* _Work instruction_: Please pick up the passage below on peripheral mediators of inflammation and continue it from its last sentence.

Figure 4. Peripheral mediators of inflammation
Figure 4. Peripheral mediators of inflammation
Tissue damage leads to the release of inflammatory mediators by activated nociceptors or non-neural cells that reside within or infiltrate into the injured area, including mast cells, basophils, platelets, macrophages, neutrophils, endothelial cells, keratinocytes, and fibroblasts. This “inflammatory soup” of signaling molecules includes serotonin, histamine, glutamate, ATP, adenosine, substance P, calcitonin-gene related peptide (CGRP), bradykinin, eicosinoids prostaglandins, thromboxanes, leukotrienes, endocannabinoids, nerve growth factor (NGF), tumor necrosis factor α (TNF-α), interleukin 1β (IL-1β), extracellular proteases, and protons. These factors act directly on the nociceptor by binding to one or more cell surface receptors, including G protein coupled receptors (GPCR), TRP channels, Acid-sensitive ion channels (ASIC), two-pore potassium channels (K2P), and receptor tyrosine kinases (RTK), as depicted on the peripheral nociceptor terminal.

Stored data entries
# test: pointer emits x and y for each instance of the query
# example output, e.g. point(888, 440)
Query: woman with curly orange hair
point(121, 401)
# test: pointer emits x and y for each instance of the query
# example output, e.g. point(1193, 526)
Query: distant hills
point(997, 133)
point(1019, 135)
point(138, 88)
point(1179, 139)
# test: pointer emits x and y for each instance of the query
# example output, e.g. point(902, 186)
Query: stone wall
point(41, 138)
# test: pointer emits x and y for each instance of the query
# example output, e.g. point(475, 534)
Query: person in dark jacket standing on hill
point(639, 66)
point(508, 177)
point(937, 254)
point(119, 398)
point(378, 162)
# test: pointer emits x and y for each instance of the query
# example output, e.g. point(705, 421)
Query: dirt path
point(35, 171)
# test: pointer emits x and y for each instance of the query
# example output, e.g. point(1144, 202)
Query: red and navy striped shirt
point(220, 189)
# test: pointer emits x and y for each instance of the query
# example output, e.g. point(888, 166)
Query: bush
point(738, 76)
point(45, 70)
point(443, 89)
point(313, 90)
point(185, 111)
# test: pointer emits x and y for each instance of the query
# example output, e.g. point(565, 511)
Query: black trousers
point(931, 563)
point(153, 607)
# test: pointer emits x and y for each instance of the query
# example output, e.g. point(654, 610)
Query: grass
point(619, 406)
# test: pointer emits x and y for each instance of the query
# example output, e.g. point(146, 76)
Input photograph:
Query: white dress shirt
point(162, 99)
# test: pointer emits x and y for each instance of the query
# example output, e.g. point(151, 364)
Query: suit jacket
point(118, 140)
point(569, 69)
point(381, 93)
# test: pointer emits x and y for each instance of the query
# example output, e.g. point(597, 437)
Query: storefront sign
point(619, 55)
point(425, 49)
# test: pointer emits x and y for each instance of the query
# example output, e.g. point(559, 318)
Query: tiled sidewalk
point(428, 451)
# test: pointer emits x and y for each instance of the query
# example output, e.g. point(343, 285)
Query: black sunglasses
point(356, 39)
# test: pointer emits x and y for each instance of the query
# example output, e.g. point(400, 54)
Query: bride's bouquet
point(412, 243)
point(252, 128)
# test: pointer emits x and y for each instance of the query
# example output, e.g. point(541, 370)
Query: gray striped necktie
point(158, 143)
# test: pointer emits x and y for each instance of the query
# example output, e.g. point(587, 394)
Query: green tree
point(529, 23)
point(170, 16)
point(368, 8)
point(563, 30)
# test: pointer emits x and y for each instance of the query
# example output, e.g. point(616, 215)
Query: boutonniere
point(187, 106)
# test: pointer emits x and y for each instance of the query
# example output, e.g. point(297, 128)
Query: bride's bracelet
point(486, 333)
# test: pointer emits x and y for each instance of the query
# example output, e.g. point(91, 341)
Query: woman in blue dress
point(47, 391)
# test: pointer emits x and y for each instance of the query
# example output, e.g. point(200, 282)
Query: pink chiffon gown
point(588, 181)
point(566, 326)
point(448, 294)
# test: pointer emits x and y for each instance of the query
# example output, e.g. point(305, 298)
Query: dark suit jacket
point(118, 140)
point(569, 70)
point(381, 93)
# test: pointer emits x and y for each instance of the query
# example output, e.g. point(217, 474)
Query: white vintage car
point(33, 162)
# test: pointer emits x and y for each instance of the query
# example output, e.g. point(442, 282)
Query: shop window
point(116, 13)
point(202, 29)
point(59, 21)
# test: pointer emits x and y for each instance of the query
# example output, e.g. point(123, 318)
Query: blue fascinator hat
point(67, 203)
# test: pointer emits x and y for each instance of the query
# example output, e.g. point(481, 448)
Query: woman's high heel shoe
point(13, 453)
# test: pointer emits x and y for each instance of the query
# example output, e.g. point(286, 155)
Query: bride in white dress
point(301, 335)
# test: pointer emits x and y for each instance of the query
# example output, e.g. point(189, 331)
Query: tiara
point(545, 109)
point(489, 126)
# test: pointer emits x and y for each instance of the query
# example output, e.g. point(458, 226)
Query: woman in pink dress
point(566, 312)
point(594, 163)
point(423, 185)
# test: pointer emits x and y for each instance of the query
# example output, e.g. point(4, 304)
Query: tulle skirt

* _Exercise result_:
Figure 5. Spinal cord (central) sensitization
Figure 5. Spinal cord (central) sensitization
1. Glutamate/NMDA receptor-mediated sensitization. Following intense stimulation or persistent injury, activated C and Aδ nociceptors release a variety of neurotransmitters including dlutamate, substance P, calcitonin-gene related peptide (CGRP), and ATP, onto output neurons in lamina I of the superficial dorsal horn (red). As a consequence, normally silent NMDA glutamate receptors located in the postsynaptic neuron can now signal, increase intracellular calcium, and activate a host of calcium dependent signaling pathways and second messengers including mitogen-activated protein kinase (MAPK), protein kinase C (PKC), protein kinase A (PKA) and Src. This cascade of events will increase the excitability of the output neuron and facilitate the transmission of pain messages to the brain. 2. Disinhibition. Under normal circumstances, inhibitory interneurons (blue) continuously release GABA and/or glycine (Gly) to decrease the excitability of lamina I output neurons and modulate pain transmission (inhibitory tone). However, in the setting of injury, this inhibition can be lost, resulting in hyperalgesia. Additionally, disinhibition can enable non-nociceptive myelinated Aβ primary afferents to engage the pain transmission circuitry such that normally innocuous stimuli are now perceived as painful. This occurs, in part, through the disinhibition of excitatory PKCγ expressing interneurons in inner lamina II. 3. Microglial activation. Peripheral nerve injury promotes release of ATP and the chemokine fractalkine that will stimulate microglial cells. In particular, activation of purinergic, CX3CR1, and Toll-like receptors on microglia (purple) results in the release of brain-derived neurotrophic factor (BDNF), which through activation of TrkB receptors expressed by lamina I output neurons, promotes increased excitability and enhanced pain in response to both noxious and innocuous stimulation (that is, hyperalgesia and allodynia). Activated microglia also release a host of cytokines, such as tumor necrosis factor α (TNFα), interleukin-1β and 6 (IL-1β, IL-6), and other factors that contribute to central sensitization.